Dataset items
★ ★ ★ ★ ★

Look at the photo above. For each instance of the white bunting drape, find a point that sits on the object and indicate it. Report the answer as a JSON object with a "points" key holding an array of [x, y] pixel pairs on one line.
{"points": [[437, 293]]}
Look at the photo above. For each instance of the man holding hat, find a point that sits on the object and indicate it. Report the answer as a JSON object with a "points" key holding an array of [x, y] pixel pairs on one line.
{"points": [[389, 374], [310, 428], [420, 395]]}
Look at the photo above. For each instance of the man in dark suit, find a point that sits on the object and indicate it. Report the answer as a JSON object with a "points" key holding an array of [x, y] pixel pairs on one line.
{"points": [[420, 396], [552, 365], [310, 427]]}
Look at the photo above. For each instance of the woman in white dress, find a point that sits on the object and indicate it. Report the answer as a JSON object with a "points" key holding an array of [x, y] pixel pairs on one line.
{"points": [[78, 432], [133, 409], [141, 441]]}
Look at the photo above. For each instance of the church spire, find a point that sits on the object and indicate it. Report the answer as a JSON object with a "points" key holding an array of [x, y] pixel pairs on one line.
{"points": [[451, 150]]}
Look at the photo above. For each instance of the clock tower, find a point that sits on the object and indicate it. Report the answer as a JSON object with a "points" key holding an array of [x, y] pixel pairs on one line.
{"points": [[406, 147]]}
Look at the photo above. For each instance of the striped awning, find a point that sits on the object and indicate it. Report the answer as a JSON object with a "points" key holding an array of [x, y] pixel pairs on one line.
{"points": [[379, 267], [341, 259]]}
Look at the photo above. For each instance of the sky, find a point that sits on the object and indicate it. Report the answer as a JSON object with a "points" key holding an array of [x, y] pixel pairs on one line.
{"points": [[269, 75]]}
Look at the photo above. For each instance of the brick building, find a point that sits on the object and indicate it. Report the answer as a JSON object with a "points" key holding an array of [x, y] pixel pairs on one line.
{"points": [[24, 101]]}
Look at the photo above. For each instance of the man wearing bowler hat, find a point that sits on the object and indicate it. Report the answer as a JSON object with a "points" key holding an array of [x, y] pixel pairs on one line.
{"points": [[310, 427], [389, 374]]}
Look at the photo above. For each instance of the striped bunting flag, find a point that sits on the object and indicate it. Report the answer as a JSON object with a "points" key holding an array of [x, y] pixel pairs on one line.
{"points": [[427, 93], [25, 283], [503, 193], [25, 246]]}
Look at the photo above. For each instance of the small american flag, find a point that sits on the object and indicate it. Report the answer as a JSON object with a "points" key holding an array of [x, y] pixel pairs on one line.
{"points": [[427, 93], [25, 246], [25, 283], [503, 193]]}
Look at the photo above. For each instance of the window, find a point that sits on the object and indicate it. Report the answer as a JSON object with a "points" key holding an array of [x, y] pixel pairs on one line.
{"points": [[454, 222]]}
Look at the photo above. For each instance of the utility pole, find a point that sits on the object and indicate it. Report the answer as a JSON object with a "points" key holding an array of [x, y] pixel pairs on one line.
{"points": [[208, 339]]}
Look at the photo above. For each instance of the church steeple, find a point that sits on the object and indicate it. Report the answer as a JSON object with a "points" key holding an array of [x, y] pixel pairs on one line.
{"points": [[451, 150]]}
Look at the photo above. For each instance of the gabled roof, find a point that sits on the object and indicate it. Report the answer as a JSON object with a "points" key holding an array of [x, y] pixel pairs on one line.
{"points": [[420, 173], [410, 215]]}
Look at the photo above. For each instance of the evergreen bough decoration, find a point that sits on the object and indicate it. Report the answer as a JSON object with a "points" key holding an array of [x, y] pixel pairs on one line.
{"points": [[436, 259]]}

★ ★ ★ ★ ★

**Work item**
Could you transcribe the records in full, exactly?

**Exercise answer**
Look at the photo above. For each instance of the white bunting drape, find a point that sits on the object and indicate it. Report the answer as a JSON object with a "points" key holding an array of [x, y] pixel pairs on one line.
{"points": [[437, 293]]}
Look at the photo above. For each instance of the man holding hat, find a point that sits on the object and indicate it. Report the answer as a JSON object with a "points" key holding an array of [x, y] pixel pairs on one line.
{"points": [[389, 374], [310, 428], [420, 395]]}
Look at the photo above. For each instance of the man in dark suit, find a point that sits on the object and indicate it. Report the answer as a JSON object with a "points" key holding an array of [x, y] pixel pairs on one line.
{"points": [[420, 396], [552, 365], [310, 427]]}
Look at the photo above. For each instance of the woman in white dress, find a point that sits on the object and indicate it. Report the answer as a JSON object with a "points" key holding an array of [x, y] pixel pairs on one line.
{"points": [[78, 432], [133, 409], [141, 441]]}
Look at the photo above. For each instance of the church spire, find a point that sits on the object and indicate it. Report the answer as a JSON object with a "points" key holding an array of [x, y] pixel pairs on one line.
{"points": [[451, 150]]}
Look at the photo above. For each instance of the clock tower, find a point that sits on the object and indicate it. Report the answer as a JSON object with a "points" key holding an array of [x, y] pixel pairs on one line.
{"points": [[406, 147]]}
Look at the photo above. For each instance of the striped awning, find a point that sits on the object and indicate it. Report the answer as a JSON object with a "points" key holding an array of [x, y] pixel pairs on one line.
{"points": [[379, 267], [341, 259]]}
Look at the photo above. For each instance of the sky, find a point that sits on the object and indicate it. Report the answer as a JSON object with a "points" key holding an array of [x, y] pixel pairs on one line.
{"points": [[269, 75]]}
Look at the photo above. For each instance of the brick building, find a point that sits on the object and indicate it. Report the answer as a JSON object with a "points" key holding an array of [x, y] pixel pairs on one line.
{"points": [[24, 101]]}
Look at the photo above. For each instance of the man wearing bowler hat, find a point that sits on the object and indicate it. Report the answer as a JSON object with a "points" key holding an array of [x, y] pixel pairs on one line.
{"points": [[310, 427], [389, 374]]}
Look at the photo above. For each instance of the striped bunting flag, find a point that sits on the object and indicate it. Report the answer as a JSON object with a "points" key holding an array of [x, y] pixel pairs on one line.
{"points": [[427, 93], [25, 283], [503, 193], [25, 246]]}
Look at the photo above. For each instance of the small american flag, find a point that sits on the object and indicate it. Report the answer as a JSON object with a "points" key holding an array of [x, y] pixel pairs on one line.
{"points": [[427, 93], [25, 246], [25, 283], [503, 193]]}
Look at the photo above. For each instance of the window, find a point that sits on the object and indicate it. Report the answer as a JSON object with a "points" key holding an array of [x, y] pixel pairs on one line.
{"points": [[454, 222]]}
Look at the photo above. For each instance of the utility pole, find a point that sits on the object and indicate it. Report the answer as a JSON object with a "points" key holding an array of [x, y] pixel pairs on one line.
{"points": [[208, 339]]}
Look at the photo above. For each instance of the church steeple, find a point that sits on the object and indicate it. Report the answer as a JSON object with a "points" key holding an array of [x, y] pixel pairs on one line.
{"points": [[451, 150]]}
Look at the photo above. For each instance of the gabled roof, find a point that sits on the object and indicate it. Report the answer as a JSON object with a "points" key holding an array of [x, y] pixel pairs on one line.
{"points": [[420, 173], [410, 215]]}
Look at the photo above. For each instance of the evergreen bough decoration, find a point that sits on the object and indicate it. Report the answer as a JSON object with a "points" key holding an array of [x, y] pixel pairs on one line.
{"points": [[436, 259]]}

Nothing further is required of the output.